Selected text:
-- BEGIN --
We sincerely thank reviewer 2uM7 for the thorough and insightful evaluation of our work. We appreciate the recognition of how our methodological choices help bridge the efficiency gap between diffusion models and GANs without resorting to distillation techniques.
Below we address the concerns mentioned in the review.
W1: 2 parts is not very clear in its explanations.
We sincerely thank reviewer 2uM7 for highlighting this issue and providing detailed revision advice. We have updated the paper in accordance with the reviewer's suggestions.
"straightness should be defined for a time , as "
Regarding the definition of straightness, it is introduced in [1], on page 7, equation (3). It is defined as the deviation of the sampling trajectory from the straight transport trajectory. The time is integrated out along the sampling trajectory. We have added a section of code in Appendix A.9.2 for selecting sample time points of equal straightness, which includes the numerical estimation of straightness. We hope this clarifies the definition.
[1] Xingchao Liu, Chengyue Gong, Qiang Liu: Flow Straight and Fast: Learning to Generate and Transfer Data with Rectified Flow. ICLR 2023
W2: Concerns on dataset consistency for different models
In response to the concerns about dataset consistency, we have ensured that RFWave is compared to other models trained on consistent datasets. We acknowledge that the original description of the datasets may have led to some confusion, and we have clarified this in the updated paper.
On page 7, lines 331-334, we explain our approach when benchmarking against diffusion vocoders. We trained separate models on the LibriTTS (speech), MTG-Jamendo (music), and Opencpop (vocal) datasets. Each model is tested on its respective dataset to ensure a comprehensive comparison across various audio categories.
When comparing RFWave to widely used GAN-based models, we trained a model on the LibriTTS dataset and evaluated its in-domain performance using the LibriTTS test set. Additionally, to assess the out-of-domain generalization ability, we tested this LibriTTS-trained model on the MUSDB18 test subset.
-- END --
Raw records:
-- BEGIN --
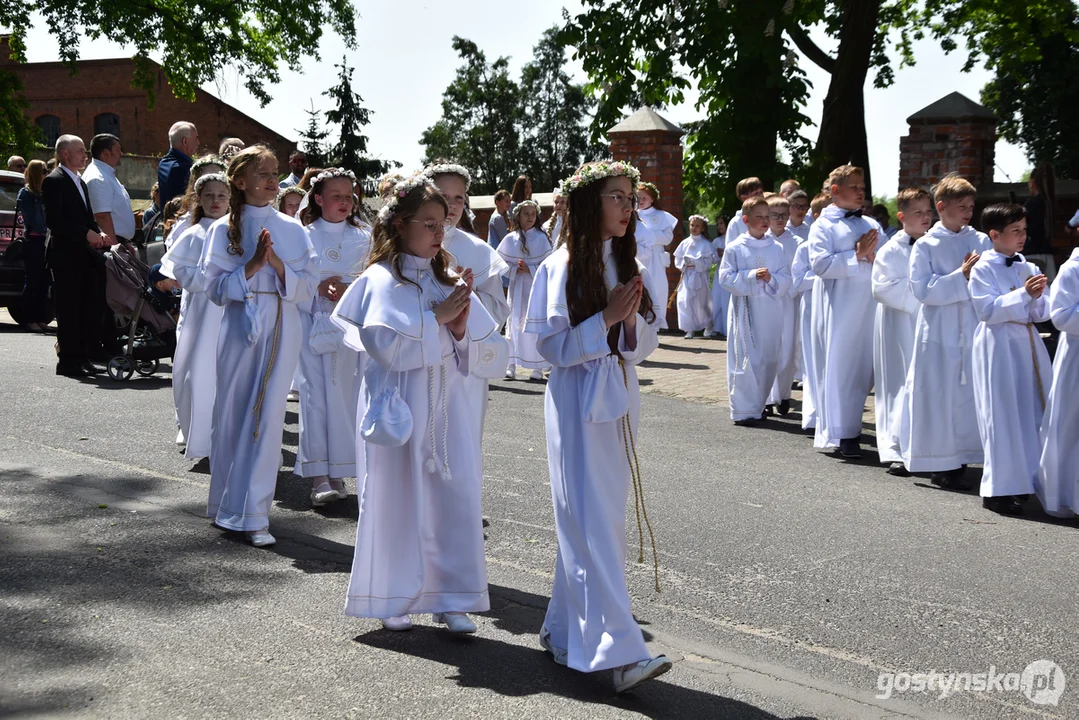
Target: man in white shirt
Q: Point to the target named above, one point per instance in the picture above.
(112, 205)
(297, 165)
-- END --
-- BEGIN --
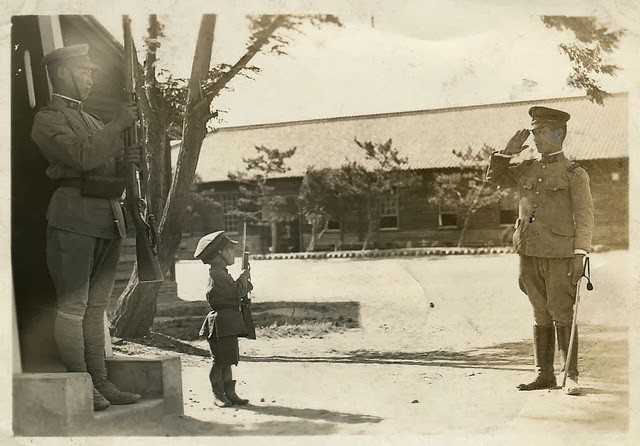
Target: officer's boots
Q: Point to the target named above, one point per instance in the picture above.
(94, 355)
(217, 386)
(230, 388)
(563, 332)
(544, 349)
-- END --
-- BEGIN --
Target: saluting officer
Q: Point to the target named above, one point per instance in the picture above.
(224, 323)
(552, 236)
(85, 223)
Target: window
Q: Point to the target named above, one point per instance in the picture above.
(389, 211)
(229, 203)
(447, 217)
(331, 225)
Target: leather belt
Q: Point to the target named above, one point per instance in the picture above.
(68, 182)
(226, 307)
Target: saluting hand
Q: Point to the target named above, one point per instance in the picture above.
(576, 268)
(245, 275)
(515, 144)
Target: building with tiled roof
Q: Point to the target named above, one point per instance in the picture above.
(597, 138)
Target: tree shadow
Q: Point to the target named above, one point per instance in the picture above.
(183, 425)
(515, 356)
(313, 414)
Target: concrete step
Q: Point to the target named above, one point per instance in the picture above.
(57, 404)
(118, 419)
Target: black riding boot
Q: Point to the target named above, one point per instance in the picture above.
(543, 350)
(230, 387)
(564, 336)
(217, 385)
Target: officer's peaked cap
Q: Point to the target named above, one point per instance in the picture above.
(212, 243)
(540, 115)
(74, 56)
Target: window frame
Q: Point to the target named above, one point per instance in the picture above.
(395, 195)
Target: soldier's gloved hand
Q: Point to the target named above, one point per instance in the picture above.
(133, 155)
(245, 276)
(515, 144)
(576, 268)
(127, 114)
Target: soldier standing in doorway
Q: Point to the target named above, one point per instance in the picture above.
-- END --
Requirement 1: Rewrite the review response from "We sincerely thank reviewer 2uM7 for the" up to and including "to distillation techniques.", with "GANs" replaced by "generative adversarial networks".
Requirement 2: Carry the review response forward from its last sentence.

Task output 1:
We sincerely thank reviewer 2uM7 for the thorough and insightful evaluation of our work. We appreciate the recognition of how our methodological choices help bridge the efficiency gap between diffusion models and generative adversarial networks without resorting to distillation techniques.

Task output 2:
For discrete EnCodec token inputs, as mentioned in lines 338-341, we followed convention of EnCodec and MBD by training a universal model on a large-scale dataset. This dataset combines Common Voice 7.0 and clean data from DNS Challenge 4 for speech, MTG-Jamendo for music, and FSD50K and AudioSet for environmental sounds. This approach ensures consistency since the same datasets are used by both EnCodec and MBD.
W3: Comparison with Latent Diffusion Models, such as a fine-tuned version of Stable Audio Open
LDM is a highly influential work in the text-to-image domain, utilizing diffusion models to predict a compact representation instead of directly predicting the original image, significantly improving computational efficiency.
Similarly, the complex spectrogram is much shorter in length compared to waveform. From this perspective, the complex spectrogram can be considered analogous to the "latent compact representation" in LDM. Therefore, operating on the complex spectrogram level enhances model efficiency.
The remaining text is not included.